Work to complete —
1. Reproduce the part of the text on the onion test starting with "This morning I" and going on through "this fascinating subject.".
2. In the text on the onion test, about how many base pairs of DNA make up the human genome?

====== Text segment ======

This morning I was observing some of the recent comment thread activity on Uncommon Descent, and my attention was drawn to this comment by Nick Matzke on the subject of the “onion test” argument for junk DNA:
I have [The Myth of Junk DNA], and all [Jonathan] Wells does is gloss past T. Ryan Gregory’s onion argument; Wells gives the more important point, the huge variability in genome size as a widespread pattern, much attention at all. Considering Wells’s book is the definitive ID treatment of the junk DNA issue, and us ID critics have been bashing ID for its complete failure on the genome-size variability issue for years, this was a huge omission on Wells’s part.
Here, I offer a few thoughts on this fascinating subject.
What is the “Onion Test”?
Briefly stated, the “onion test” (which originates with T. Ryan Gregory) observes that onion cells have many times more DNA than we do. And since the onion is considered to be relatively simple as compared to the human, this discrepancy can only be accounted for within the context of the view that much of its DNA is, in fact, junk. This phenomenon is also known as the “C-value enigma”, and describes the lack of correlation (among eukaryotes) with respect to genome size and organismal complexity. The human genome comprises about 3 billion base pairs of DNA: Compare this to the genome size of Amoeba dubia (670,000,000,000 bp). Indeed, the human genome is only marginally bigger than that of C. elegans and D. melanogaster. In amphibians, the smallest genomes are just shy of 10 billion base pairs, while the largest are nearly 10^11 base pairs. Interestingly, the C-value paradox does not seem to apply to bacteria.
One Critical Assumption
This whole argument for junk DNA seems to rest on the critical assumption that having seemingly excessive amounts of repetitive DNA has no positive bearing on an organism’s physiology. But this assumption has been invalidated by the scientific evidence.

====== Dataset ======

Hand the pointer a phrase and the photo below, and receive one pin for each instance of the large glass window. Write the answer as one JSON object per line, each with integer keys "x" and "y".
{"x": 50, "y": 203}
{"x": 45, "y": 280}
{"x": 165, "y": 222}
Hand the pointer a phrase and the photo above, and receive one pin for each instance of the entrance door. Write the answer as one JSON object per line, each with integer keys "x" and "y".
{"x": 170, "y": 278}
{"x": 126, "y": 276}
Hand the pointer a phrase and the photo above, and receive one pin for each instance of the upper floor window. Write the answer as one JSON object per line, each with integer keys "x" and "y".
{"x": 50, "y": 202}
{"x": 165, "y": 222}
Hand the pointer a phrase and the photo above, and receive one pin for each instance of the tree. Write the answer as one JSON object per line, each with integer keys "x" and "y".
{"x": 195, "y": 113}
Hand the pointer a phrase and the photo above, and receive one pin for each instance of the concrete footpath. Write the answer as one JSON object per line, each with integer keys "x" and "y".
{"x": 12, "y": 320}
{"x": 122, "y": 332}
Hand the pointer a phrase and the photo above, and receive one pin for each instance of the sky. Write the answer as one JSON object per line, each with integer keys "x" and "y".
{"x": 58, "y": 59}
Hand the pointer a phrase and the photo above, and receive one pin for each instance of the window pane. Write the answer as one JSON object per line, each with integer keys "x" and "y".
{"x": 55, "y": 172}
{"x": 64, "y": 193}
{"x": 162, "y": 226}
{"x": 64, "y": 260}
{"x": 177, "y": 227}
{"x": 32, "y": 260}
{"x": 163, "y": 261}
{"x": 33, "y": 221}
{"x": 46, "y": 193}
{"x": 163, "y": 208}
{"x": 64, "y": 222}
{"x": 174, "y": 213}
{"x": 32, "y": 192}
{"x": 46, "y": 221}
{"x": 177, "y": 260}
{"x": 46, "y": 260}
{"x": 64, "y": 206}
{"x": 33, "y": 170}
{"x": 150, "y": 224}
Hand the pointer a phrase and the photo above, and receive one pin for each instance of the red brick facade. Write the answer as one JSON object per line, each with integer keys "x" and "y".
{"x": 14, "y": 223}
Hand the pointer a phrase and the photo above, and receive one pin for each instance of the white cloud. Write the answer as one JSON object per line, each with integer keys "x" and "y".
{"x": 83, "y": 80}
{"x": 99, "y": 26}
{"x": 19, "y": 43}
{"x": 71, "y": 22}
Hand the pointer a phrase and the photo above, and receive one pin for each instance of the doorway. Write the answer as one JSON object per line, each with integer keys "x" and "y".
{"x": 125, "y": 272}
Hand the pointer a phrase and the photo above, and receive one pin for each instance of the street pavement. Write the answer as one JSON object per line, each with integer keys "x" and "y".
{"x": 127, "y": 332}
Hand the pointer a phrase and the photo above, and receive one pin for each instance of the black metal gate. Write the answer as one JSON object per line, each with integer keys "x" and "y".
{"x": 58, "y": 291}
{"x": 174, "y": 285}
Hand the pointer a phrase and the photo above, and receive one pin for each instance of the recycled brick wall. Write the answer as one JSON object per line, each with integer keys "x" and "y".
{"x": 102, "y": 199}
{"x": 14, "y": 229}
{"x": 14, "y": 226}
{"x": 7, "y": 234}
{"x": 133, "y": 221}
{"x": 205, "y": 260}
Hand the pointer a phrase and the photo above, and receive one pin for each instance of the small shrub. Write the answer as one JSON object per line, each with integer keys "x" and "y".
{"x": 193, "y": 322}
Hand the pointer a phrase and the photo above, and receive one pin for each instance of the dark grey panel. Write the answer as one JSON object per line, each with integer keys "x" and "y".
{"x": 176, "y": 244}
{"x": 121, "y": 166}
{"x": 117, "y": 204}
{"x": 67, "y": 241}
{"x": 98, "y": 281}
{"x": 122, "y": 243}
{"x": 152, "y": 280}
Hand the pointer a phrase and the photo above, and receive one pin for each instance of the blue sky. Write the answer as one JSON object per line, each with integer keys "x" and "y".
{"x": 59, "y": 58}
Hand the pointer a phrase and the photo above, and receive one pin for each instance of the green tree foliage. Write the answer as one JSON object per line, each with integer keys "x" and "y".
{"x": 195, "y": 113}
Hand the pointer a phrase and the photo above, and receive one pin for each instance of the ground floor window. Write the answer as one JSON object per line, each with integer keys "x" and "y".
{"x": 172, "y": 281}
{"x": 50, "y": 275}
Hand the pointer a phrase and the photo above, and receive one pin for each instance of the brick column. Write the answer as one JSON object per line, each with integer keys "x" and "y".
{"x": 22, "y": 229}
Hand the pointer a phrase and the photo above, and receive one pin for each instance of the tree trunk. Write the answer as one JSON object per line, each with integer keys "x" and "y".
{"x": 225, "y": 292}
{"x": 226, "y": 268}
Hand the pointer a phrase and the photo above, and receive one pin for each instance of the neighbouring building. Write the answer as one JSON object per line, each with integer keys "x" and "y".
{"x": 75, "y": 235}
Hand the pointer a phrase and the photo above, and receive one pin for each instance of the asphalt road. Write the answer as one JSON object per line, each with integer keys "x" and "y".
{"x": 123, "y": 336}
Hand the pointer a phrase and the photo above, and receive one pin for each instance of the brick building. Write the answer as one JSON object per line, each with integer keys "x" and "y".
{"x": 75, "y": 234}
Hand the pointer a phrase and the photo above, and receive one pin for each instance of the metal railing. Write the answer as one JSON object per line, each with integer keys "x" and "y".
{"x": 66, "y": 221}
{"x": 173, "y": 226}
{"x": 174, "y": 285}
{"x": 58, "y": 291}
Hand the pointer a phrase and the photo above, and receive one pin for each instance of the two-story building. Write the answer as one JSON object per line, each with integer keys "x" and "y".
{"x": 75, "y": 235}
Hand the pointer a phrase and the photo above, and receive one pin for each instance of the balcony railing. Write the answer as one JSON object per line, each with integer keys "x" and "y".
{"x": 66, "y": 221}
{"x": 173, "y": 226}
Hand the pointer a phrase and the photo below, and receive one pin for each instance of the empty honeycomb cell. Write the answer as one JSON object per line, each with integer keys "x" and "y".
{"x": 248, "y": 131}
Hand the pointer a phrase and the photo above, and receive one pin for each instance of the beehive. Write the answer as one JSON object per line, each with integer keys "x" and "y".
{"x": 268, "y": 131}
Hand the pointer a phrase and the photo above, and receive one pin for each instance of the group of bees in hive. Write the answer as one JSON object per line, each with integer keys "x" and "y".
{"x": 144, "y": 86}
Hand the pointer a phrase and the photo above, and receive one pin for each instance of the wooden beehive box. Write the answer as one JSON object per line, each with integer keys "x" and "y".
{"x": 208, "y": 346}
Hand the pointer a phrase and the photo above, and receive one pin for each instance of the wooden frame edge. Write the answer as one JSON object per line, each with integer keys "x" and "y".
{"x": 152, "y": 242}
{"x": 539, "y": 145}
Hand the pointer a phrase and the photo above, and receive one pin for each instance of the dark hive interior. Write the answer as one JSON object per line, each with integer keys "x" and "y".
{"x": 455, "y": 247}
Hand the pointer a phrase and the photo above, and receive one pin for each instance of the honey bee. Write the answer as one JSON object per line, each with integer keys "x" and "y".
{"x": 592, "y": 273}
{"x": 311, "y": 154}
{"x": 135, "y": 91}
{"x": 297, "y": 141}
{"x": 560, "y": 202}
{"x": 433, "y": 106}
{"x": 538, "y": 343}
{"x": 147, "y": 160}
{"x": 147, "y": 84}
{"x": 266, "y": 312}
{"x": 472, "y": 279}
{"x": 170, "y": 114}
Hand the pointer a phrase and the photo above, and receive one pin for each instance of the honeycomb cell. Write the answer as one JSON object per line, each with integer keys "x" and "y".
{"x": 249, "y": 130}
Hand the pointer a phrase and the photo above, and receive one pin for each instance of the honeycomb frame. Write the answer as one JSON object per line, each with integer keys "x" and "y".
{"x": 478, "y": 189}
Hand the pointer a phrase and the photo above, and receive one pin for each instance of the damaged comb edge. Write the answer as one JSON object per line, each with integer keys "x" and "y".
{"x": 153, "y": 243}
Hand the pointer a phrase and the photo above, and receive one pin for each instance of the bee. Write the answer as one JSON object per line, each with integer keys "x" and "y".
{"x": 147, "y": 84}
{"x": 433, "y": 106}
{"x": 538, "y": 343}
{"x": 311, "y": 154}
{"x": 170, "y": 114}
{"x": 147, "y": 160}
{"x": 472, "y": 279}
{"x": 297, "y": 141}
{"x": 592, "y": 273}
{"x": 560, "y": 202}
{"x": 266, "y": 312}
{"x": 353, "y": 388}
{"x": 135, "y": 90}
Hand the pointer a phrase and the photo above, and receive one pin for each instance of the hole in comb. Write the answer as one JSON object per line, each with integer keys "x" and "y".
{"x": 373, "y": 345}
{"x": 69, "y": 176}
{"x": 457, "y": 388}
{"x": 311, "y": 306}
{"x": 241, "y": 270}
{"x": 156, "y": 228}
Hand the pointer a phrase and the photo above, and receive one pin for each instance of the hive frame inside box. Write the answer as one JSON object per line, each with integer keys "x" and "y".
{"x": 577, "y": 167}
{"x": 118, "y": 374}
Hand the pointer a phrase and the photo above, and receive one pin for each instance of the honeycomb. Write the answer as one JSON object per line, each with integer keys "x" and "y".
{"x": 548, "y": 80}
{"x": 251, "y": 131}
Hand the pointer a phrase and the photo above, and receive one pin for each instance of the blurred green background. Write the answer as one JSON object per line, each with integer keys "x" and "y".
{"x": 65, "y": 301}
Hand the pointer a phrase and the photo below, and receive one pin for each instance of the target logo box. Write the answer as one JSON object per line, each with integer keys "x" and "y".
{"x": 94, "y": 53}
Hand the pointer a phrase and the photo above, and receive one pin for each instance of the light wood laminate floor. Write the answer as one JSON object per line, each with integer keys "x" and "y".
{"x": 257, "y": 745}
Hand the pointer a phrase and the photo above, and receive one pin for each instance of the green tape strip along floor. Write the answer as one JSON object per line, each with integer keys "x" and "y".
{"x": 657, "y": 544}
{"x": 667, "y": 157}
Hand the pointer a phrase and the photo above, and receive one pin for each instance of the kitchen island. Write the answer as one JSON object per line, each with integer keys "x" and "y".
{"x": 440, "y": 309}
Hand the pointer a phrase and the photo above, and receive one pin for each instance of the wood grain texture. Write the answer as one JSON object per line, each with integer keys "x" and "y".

======

Responses to the tasks —
1.
This morning I was observing some of the recent comment thread activity on Uncommon Descent, and my attention was drawn to this comment by Nick Matzke on the subject of the “onion test” argument for junk DNA:
I have [The Myth of Junk DNA], and all [Jonathan] Wells does is gloss past T. Ryan Gregory’s onion argument; Wells gives the more important point, the huge variability in genome size as a widespread pattern, much attention at all. Considering Wells’s book is the definitive ID treatment of the junk DNA issue, and us ID critics have been bashing ID for its complete failure on the genome-size variability issue for years, this was a huge omission on Wells’s part.
Here, I offer a few thoughts on this fascinating subject.

2. About 3 billion base pairs.